Point placement records
============================================================
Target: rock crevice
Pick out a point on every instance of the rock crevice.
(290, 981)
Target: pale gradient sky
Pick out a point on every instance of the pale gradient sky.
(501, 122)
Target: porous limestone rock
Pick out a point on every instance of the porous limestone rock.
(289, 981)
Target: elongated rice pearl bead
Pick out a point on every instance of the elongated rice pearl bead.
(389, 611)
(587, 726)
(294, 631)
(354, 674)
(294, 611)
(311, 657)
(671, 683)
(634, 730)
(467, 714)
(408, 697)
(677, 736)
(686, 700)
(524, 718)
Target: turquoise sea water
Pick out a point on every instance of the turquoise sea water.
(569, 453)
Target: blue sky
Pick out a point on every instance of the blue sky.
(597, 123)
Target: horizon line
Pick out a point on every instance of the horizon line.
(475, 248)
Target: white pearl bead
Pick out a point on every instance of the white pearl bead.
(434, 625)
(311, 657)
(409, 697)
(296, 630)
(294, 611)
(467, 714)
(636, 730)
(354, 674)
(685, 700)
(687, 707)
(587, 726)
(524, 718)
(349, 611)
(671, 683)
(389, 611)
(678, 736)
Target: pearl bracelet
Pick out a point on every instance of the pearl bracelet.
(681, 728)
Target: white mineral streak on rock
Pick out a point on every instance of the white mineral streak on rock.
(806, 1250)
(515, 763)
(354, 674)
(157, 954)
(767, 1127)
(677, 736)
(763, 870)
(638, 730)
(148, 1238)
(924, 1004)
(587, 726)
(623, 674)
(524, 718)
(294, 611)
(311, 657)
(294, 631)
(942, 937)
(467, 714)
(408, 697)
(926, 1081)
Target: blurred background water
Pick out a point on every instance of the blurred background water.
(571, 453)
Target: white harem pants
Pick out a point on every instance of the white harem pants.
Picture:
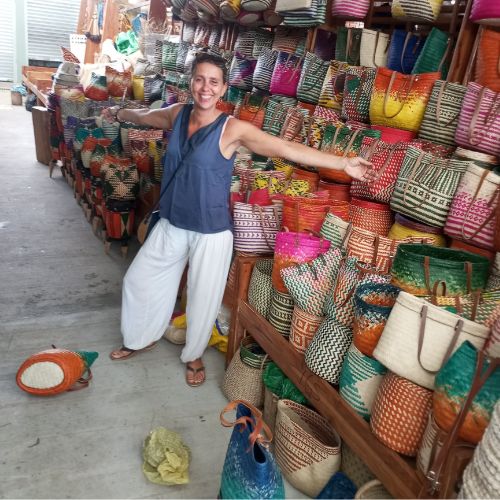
(151, 283)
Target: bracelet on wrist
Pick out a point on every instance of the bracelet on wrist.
(117, 118)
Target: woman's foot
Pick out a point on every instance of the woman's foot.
(195, 373)
(125, 352)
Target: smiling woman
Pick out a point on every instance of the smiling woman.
(195, 224)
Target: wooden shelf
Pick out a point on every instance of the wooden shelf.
(397, 474)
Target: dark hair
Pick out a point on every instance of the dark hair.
(207, 57)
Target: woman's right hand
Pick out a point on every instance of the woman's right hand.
(109, 114)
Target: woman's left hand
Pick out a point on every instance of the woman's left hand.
(360, 169)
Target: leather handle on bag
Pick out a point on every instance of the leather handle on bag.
(388, 93)
(421, 337)
(489, 204)
(434, 474)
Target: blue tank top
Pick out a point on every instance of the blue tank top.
(196, 177)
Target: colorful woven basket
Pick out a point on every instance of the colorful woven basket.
(399, 414)
(260, 289)
(359, 381)
(416, 268)
(326, 352)
(280, 312)
(430, 336)
(303, 328)
(307, 447)
(404, 227)
(453, 383)
(373, 302)
(369, 215)
(53, 371)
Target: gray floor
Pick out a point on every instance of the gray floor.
(58, 287)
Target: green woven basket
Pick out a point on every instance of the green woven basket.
(461, 271)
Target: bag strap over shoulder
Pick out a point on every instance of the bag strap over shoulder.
(436, 469)
(259, 424)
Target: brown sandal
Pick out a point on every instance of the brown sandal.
(130, 352)
(194, 371)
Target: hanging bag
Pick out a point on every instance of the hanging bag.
(399, 100)
(442, 112)
(373, 48)
(472, 213)
(249, 470)
(358, 89)
(426, 185)
(311, 80)
(307, 447)
(418, 10)
(416, 268)
(479, 121)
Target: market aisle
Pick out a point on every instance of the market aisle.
(58, 287)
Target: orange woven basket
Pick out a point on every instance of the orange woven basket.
(399, 414)
(51, 372)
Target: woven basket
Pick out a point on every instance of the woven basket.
(399, 414)
(373, 489)
(359, 381)
(309, 283)
(281, 311)
(462, 272)
(373, 303)
(375, 217)
(303, 328)
(326, 352)
(353, 467)
(252, 354)
(335, 230)
(260, 289)
(481, 476)
(270, 408)
(398, 348)
(307, 448)
(472, 213)
(404, 227)
(243, 382)
(453, 383)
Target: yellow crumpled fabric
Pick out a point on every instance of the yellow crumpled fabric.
(216, 339)
(166, 457)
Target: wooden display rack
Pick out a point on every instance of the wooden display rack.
(398, 474)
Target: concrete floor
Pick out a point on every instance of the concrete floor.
(58, 287)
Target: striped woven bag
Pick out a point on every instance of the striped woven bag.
(387, 160)
(326, 352)
(358, 88)
(307, 447)
(303, 328)
(333, 86)
(311, 80)
(373, 303)
(441, 115)
(426, 185)
(359, 381)
(350, 9)
(479, 121)
(418, 10)
(310, 282)
(399, 414)
(339, 302)
(280, 312)
(264, 69)
(260, 288)
(472, 213)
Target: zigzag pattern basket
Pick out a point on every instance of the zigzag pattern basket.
(399, 414)
(359, 381)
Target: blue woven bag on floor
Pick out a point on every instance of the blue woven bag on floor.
(250, 470)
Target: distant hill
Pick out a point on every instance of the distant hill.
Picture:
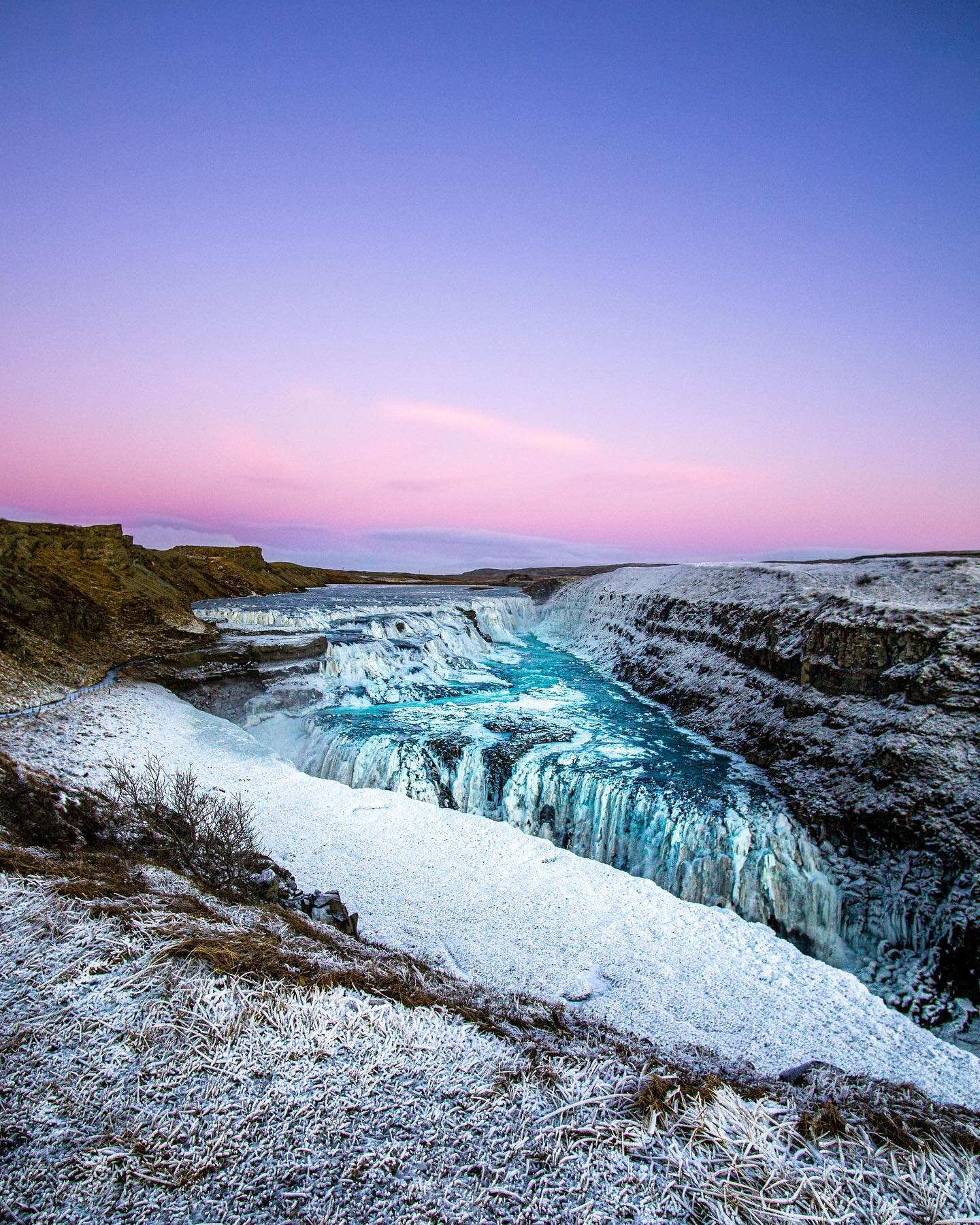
============================================================
- _What you should do_
Rewrite every one of the entries above, replacing "Pick out" with "Select" and leaving everything else unchanged. Omit the pictures from your answer.

- _Exercise output_
Target: rock crevice
Select a point on every instance of the rock crevice.
(290, 981)
Target: pale gradient sky
Select a point on every instance of the pale gradient sky.
(501, 122)
Target: porous limestone rock
Select a point on every instance of the porous limestone rock.
(289, 981)
Target: elongated rice pearl bead
Select a point on every instance of the elongated rice pearl bead.
(389, 611)
(587, 726)
(294, 631)
(354, 674)
(294, 611)
(311, 657)
(671, 683)
(634, 730)
(467, 714)
(408, 697)
(677, 736)
(686, 700)
(524, 718)
Target: turquoise sea water
Select a point on every instance of the turquoise sea water.
(569, 453)
Target: blue sky
Select a point on every instance of the blue sky.
(597, 123)
Target: horizon line
Select a point on every instance of the horizon line.
(475, 248)
Target: white pearl bead
Select a point on every instance of the white pearl bead.
(434, 625)
(311, 657)
(409, 697)
(296, 630)
(294, 611)
(467, 714)
(636, 730)
(354, 674)
(685, 700)
(687, 707)
(587, 726)
(524, 718)
(349, 611)
(671, 683)
(389, 611)
(678, 736)
Target: pearl bracelet
Select a point on every instance of the pearl bracelet.
(681, 728)
Target: white mineral streak on rock
Select a point on every instance of the white mineral streak on rock.
(806, 1250)
(515, 763)
(354, 674)
(157, 954)
(767, 1127)
(677, 736)
(763, 870)
(638, 730)
(148, 1238)
(924, 1004)
(587, 726)
(623, 674)
(524, 718)
(294, 611)
(311, 657)
(294, 631)
(942, 937)
(467, 714)
(408, 697)
(926, 1081)
Target: blurred background water
Select a point on every instance of the blurred background water.
(571, 453)
Target: white harem pants
Select a point on every instance of the white harem pants.
Picture:
(151, 283)
Target: bracelet on wrist
Select a point on every instance of the bracelet on wrist.
(117, 118)
Target: woman's foot
Select a point on every instance of the woman's foot.
(195, 373)
(125, 352)
Target: smiling woman
Select a point on every instance of the smiling woman.
(195, 224)
Target: wooden shelf
Select a point on every instance of the wooden shelf.
(397, 474)
Target: dark hair
Select a point on every instance of the dark hair.
(207, 57)
Target: woman's right hand
Select a point on every instance of the woman's right hand.
(109, 114)
Target: woman's left hand
Select a point on every instance of the woman's left hand.
(360, 169)
Target: leather handle on bag
Select a point on every instance of the leather handle on bag.
(388, 93)
(421, 337)
(489, 204)
(434, 474)
Target: blue tank top
Select a point on every instance of the blue tank top.
(196, 177)
Target: colorful woven basket
Select a point on every instance of the colorful woven basket.
(399, 414)
(260, 289)
(359, 381)
(416, 268)
(326, 352)
(280, 312)
(430, 336)
(303, 328)
(307, 447)
(404, 227)
(453, 383)
(373, 302)
(369, 215)
(53, 371)
Target: gray floor
Select a point on every instance of the gray floor.
(58, 287)
Target: green woven basket
Select a point on every instance of the green woven basket.
(461, 271)
Target: bag strap over shoulder
Select a point on every instance of the bag strap over shoulder.
(436, 469)
(259, 424)
Target: brown sandal
Select a point on every instance of the brown sandal.
(130, 352)
(194, 371)
Target: hanging bag
Select a point on every instance of the hanging bag.
(399, 100)
(442, 112)
(373, 48)
(472, 213)
(249, 470)
(358, 89)
(426, 185)
(311, 80)
(307, 447)
(418, 10)
(416, 268)
(479, 121)
Target: market aisle
Select a point on every instance of the market aisle.
(58, 287)
Target: orange woven basket
Select a point on every instance of the orange woven basket.
(399, 414)
(51, 372)
Target: woven basket
Select a point on every instance of the woven basket.
(399, 414)
(373, 489)
(359, 381)
(309, 283)
(281, 311)
(462, 272)
(373, 303)
(375, 217)
(303, 328)
(326, 352)
(353, 467)
(252, 354)
(335, 230)
(260, 289)
(481, 476)
(270, 408)
(398, 348)
(307, 448)
(472, 213)
(404, 227)
(243, 382)
(453, 383)
Target: yellow crumpled fabric
Select a point on every instance of the yellow crumpled fabric.
(216, 339)
(166, 457)
Target: wooden display rack
Select a point on every instance of the wooden display rack.
(398, 474)
Target: concrete floor
Select a point on every instance of the concrete floor.
(58, 287)
Target: striped woven bag
Select a point on every instance of the striped woven bag.
(387, 160)
(326, 352)
(358, 88)
(307, 447)
(303, 328)
(333, 86)
(311, 80)
(373, 303)
(441, 115)
(426, 185)
(359, 381)
(350, 9)
(479, 121)
(418, 10)
(310, 282)
(399, 414)
(339, 302)
(280, 312)
(264, 69)
(260, 288)
(472, 213)
Target: zigzag pattern basket
Select a point on every instance of the zigzag pattern basket.
(399, 414)
(359, 381)
Target: blue woven bag on floor
Select a point on every instance of the blue woven bag on floor.
(250, 470)
Target: distant hill
Select a point on every instance of the distant hill.
Picture:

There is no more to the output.